## begin Data supplied

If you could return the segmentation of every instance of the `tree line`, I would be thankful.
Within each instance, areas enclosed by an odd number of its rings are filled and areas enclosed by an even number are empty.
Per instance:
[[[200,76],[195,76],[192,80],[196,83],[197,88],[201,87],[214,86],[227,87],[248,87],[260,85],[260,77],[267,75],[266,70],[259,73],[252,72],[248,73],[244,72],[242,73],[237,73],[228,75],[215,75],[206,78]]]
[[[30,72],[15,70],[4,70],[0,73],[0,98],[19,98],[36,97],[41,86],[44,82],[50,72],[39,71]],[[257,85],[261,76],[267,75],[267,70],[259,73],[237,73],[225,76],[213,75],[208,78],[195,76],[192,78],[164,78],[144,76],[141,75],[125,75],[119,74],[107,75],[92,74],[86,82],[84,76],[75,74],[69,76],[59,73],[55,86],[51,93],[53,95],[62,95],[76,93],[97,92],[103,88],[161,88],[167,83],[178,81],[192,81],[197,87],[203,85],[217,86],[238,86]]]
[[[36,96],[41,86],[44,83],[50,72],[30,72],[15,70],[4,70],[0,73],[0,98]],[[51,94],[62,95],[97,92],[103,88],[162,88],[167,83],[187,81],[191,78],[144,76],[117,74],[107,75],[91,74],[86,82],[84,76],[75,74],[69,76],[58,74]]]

## end Data supplied

§ What needs to be done
Each line above is to be repeated exactly.

§ Expected answer
If you could return the segmentation of every instance of the `tree line`, I would be thankful.
Within each instance, areas enclosed by an odd number of its rings are filled and areas enclosed by an even number are empty.
Per instance:
[[[200,76],[195,76],[192,80],[196,83],[197,88],[201,87],[214,86],[227,87],[248,87],[260,85],[260,77],[267,75],[266,70],[259,73],[252,72],[248,73],[244,72],[242,73],[237,73],[228,75],[215,75],[206,78]]]
[[[30,72],[15,70],[4,70],[0,73],[0,98],[19,98],[36,97],[41,86],[44,82],[50,72],[39,71]],[[257,85],[261,76],[267,75],[267,70],[259,73],[237,73],[225,76],[213,75],[208,78],[195,76],[192,78],[164,78],[144,76],[141,75],[125,75],[119,74],[107,75],[92,74],[86,82],[84,76],[75,74],[69,76],[59,73],[55,86],[51,93],[53,95],[62,95],[76,93],[97,92],[103,88],[161,88],[167,83],[178,81],[192,81],[197,87],[203,85],[217,86],[238,86]]]
[[[36,96],[41,86],[44,83],[50,72],[30,72],[15,70],[4,70],[0,73],[0,98]],[[51,94],[62,95],[97,92],[103,88],[162,88],[167,83],[187,81],[191,78],[144,76],[117,74],[107,75],[91,74],[86,82],[84,76],[75,74],[69,76],[58,74]]]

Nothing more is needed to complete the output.